GOAL OF THE EXERCISE ->
Quote the material below word for word, omitting the pictures.

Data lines
________________________

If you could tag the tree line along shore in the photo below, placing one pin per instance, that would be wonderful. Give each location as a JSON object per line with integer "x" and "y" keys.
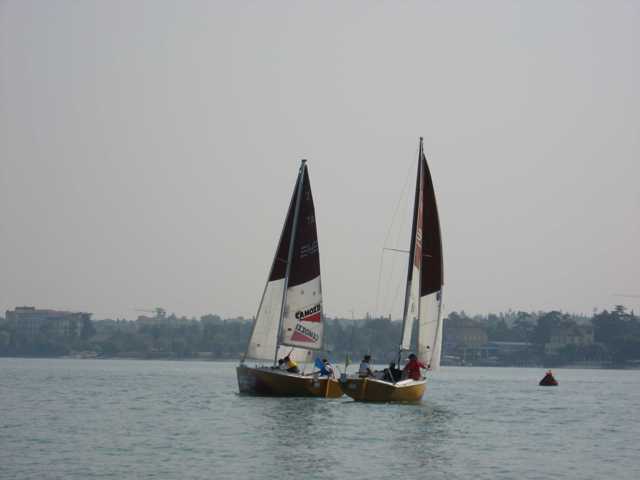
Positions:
{"x": 605, "y": 339}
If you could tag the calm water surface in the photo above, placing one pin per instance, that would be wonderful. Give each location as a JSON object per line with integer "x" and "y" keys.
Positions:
{"x": 85, "y": 419}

________________________

ANSWER TO THE EXERCISE ->
If you could tag the tree line along shore in the photo below, placing one pin per instance, that would be wonderful. Give each location as a JSON object per line with integer "x" and "y" keys.
Positions:
{"x": 605, "y": 339}
If you could tag the calm water surface in the photo above, placing one pin per instance, that would be wonderful. Give each location as a JSON object per line with integer "x" and "y" keys.
Positions:
{"x": 85, "y": 419}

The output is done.